Across the entries below, the lines containing "outline" should be counted and only their number returned.

________________________

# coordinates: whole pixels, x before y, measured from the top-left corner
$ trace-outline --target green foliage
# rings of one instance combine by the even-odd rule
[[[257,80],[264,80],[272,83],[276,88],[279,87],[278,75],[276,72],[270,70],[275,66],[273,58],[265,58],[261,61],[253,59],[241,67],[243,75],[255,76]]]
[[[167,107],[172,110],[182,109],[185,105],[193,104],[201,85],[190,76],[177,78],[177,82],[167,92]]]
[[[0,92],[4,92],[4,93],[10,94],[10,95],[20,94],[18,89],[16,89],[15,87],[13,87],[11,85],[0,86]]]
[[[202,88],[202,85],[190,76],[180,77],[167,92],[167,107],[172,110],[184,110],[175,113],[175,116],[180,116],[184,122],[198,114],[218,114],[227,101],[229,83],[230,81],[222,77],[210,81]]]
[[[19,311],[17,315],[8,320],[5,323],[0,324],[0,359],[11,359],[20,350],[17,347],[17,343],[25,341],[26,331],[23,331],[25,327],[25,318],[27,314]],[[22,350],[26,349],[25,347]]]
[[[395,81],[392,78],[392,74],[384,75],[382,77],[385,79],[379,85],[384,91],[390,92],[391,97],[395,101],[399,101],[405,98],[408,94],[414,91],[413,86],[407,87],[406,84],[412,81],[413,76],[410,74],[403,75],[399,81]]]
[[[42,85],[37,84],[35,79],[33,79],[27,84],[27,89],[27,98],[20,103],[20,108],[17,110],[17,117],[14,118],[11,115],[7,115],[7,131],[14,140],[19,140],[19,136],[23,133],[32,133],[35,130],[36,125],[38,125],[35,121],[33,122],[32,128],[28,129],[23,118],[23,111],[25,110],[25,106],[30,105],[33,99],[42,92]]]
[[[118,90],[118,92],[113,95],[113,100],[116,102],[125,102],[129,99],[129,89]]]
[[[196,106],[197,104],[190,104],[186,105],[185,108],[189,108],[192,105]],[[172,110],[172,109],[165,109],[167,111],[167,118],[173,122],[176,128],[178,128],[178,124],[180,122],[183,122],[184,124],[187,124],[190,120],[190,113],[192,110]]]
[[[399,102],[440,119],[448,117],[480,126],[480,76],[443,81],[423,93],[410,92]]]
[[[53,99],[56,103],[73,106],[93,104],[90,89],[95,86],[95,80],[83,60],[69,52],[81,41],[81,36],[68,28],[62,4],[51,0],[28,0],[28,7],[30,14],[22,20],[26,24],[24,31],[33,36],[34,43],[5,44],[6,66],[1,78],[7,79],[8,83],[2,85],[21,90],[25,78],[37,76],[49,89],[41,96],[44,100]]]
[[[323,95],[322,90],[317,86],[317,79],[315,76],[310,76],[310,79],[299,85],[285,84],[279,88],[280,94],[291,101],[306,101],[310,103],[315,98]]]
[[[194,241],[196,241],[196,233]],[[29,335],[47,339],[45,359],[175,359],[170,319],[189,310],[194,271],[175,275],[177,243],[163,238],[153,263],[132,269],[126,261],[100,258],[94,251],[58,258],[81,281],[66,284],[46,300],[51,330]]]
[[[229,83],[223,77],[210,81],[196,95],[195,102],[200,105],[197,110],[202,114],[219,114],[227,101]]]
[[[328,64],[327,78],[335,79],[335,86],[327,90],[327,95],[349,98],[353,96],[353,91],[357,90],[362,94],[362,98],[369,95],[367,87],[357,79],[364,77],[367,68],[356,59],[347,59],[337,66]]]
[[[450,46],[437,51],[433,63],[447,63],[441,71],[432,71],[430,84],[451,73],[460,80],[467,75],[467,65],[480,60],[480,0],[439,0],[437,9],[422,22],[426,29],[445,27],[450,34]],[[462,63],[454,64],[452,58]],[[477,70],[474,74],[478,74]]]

________________________

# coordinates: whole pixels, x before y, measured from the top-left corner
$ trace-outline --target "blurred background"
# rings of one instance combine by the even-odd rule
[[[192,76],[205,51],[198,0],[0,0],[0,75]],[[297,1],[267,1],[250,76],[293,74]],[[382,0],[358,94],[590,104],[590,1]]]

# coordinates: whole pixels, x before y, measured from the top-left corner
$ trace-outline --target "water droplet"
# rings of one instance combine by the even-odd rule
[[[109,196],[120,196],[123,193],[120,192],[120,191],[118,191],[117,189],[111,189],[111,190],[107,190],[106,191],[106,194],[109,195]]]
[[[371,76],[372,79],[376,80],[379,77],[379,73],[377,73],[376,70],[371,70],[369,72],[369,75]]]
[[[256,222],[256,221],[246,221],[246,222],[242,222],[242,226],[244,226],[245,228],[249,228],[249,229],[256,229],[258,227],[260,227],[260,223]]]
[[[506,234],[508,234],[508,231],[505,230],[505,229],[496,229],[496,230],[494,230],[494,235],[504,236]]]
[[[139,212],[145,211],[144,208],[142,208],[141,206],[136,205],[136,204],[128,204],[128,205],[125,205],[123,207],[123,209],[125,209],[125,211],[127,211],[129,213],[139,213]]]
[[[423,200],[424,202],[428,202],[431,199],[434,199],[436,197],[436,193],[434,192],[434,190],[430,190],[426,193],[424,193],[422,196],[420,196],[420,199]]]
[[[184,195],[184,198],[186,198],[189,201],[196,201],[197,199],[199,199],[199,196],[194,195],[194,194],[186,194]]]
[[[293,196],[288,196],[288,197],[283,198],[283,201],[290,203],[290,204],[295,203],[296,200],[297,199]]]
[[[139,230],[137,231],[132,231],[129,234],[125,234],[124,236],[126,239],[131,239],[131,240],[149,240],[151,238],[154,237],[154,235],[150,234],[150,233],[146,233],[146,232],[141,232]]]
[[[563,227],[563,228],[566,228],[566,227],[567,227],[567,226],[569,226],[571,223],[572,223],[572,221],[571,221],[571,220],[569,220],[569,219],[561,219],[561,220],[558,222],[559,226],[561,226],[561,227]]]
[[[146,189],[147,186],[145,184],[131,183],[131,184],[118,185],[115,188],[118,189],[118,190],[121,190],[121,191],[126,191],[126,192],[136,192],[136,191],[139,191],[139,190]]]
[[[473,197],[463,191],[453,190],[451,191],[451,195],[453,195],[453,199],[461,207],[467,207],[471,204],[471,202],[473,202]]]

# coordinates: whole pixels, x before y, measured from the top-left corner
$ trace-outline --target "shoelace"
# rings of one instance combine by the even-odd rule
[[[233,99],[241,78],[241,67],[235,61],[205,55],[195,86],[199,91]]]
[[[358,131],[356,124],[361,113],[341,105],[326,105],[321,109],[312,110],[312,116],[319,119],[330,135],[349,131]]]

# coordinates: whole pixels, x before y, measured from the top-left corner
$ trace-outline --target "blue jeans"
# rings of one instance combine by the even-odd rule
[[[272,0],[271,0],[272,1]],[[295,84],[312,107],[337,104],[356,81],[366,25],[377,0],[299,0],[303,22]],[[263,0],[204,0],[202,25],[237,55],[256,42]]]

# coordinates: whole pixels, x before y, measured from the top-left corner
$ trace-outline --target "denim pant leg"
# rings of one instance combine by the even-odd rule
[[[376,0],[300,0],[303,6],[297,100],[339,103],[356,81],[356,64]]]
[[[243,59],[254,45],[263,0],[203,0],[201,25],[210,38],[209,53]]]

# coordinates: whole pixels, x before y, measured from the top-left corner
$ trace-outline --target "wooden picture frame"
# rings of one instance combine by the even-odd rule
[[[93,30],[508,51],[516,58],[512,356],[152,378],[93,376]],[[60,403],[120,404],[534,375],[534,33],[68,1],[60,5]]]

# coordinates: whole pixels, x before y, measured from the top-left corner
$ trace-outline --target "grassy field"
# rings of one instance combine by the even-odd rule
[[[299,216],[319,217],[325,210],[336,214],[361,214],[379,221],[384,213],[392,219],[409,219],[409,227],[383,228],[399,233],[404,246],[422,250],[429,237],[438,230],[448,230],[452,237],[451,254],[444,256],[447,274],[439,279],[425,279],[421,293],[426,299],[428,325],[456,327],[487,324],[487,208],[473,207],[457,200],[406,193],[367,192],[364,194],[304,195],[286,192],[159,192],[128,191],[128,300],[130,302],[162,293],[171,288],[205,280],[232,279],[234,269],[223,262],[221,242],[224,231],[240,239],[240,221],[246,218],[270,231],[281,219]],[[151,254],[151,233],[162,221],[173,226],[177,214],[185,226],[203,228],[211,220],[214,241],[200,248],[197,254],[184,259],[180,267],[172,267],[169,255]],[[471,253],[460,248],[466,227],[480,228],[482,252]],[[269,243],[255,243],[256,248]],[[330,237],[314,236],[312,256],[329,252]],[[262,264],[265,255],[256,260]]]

________________________

Answer section: 8